*Exercise requirements*.
Reproduce the magnesium alloy paper excerpt below word for word, from the journal citation line through the final sentence of the abstract.

*Supplied passage*.
- Opening Delimiter -
Trans. Nonferrous Met. Soc. China 27(2017) 73-81
Effects of extrusion and heat treatments on microstructure and mechanical properties of Mg-8Zn-1Al-0.5Cu-0.5Mn alloy
Shao-zhen ZHU1,2, Tian-jiao LUO1, Ting-an ZHANG3, Yun-teng LIU4, Yuan-sheng YANG1
1. Institute of Metal Research, Chinese Academy of Sciences, Shenyang 110016, China;
2. School of Materials Science and Engineering, Northeastern University, Shenyang 110819, China;
3. Key Laboratory for Ecological Metallurgy of Multi-metallic Mineral, Ministry of Education, Northeastern University, Shenyang 110819, China;
4. Shandong Key Laboratory for High Strength Lightweight Metallic Materials, Jinan 250014, China
Received 12 December 2015; accepted 1 September 2016
Abstract: The effects of extrusion and heat treatments on the microstructure and mechanical properties of Mg-8Zn-1Al-0.5Cu- 0.5Mn magnesium alloy were investigated. Bimodal microstructure is formed in this alloy when it is extruded at 230 and 260 °C, and complete DRX occurs at the extruding temperature of 290 °C. The basal texture of as-extruded alloys is reduced gradually with increasing extrusion temperature due to the larger volume fraction of recrystallized structure at higher temperatures. For the alloy extruded at 290 °C, four different heat treatments routes were investigated. After solution + aging treatments, the grains sizes become larger. Finer and far more densely dispersed precipitates are found in the alloy with solution + double-aging treatments compared with alloy with solution + single-aging treatment. Tensile properties are enhanced remarkably by solution + double-aging treatment with the yield strength, tensile strength and elongation being 298 MPa, 348 MPa and 18%, respectively. This is attributed to the combined effects of fine dynamically recrystallized grains and the uniformly distributed finer precipitates.
- Closing Delimiter -
*Data provided*.
- Opening Delimiter -
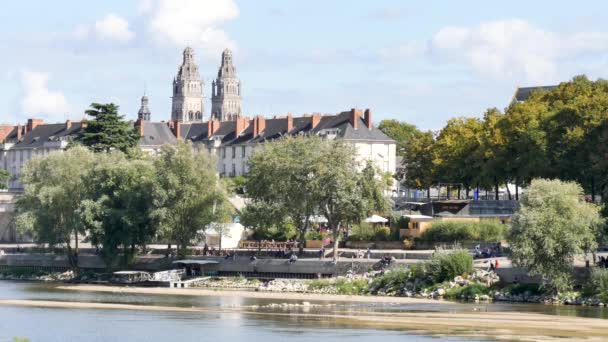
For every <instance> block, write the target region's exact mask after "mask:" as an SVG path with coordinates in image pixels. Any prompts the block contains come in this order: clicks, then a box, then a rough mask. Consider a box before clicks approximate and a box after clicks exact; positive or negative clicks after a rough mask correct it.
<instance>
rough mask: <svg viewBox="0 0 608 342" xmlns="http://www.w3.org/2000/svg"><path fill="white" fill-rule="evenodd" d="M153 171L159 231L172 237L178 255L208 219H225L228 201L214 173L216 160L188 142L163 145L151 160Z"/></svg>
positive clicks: (154, 209) (153, 215) (155, 209)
- Closing Delimiter -
*Exercise response*.
Trans. Nonferrous Met. Soc. China 27(2017) 73-81
Effects of extrusion and heat treatments on microstructure and mechanical properties of Mg-8Zn-1Al-0.5Cu-0.5Mn alloy
Shao-zhen ZHU1,2, Tian-jiao LUO1, Ting-an ZHANG3, Yun-teng LIU4, Yuan-sheng YANG1
1. Institute of Metal Research, Chinese Academy of Sciences, Shenyang 110016, China;
2. School of Materials Science and Engineering, Northeastern University, Shenyang 110819, China;
3. Key Laboratory for Ecological Metallurgy of Multi-metallic Mineral, Ministry of Education, Northeastern University, Shenyang 110819, China;
4. Shandong Key Laboratory for High Strength Lightweight Metallic Materials, Jinan 250014, China
Received 12 December 2015; accepted 1 September 2016
Abstract: The effects of extrusion and heat treatments on the microstructure and mechanical properties of Mg-8Zn-1Al-0.5Cu- 0.5Mn magnesium alloy were investigated. Bimodal microstructure is formed in this alloy when it is extruded at 230 and 260 °C, and complete DRX occurs at the extruding temperature of 290 °C. The basal texture of as-extruded alloys is reduced gradually with increasing extrusion temperature due to the larger volume fraction of recrystallized structure at higher temperatures. For the alloy extruded at 290 °C, four different heat treatments routes were investigated. After solution + aging treatments, the grains sizes become larger. Finer and far more densely dispersed precipitates are found in the alloy with solution + double-aging treatments compared with alloy with solution + single-aging treatment. Tensile properties are enhanced remarkably by solution + double-aging treatment with the yield strength, tensile strength and elongation being 298 MPa, 348 MPa and 18%, respectively. This is attributed to the combined effects of fine dynamically recrystallized grains and the uniformly distributed finer precipitates.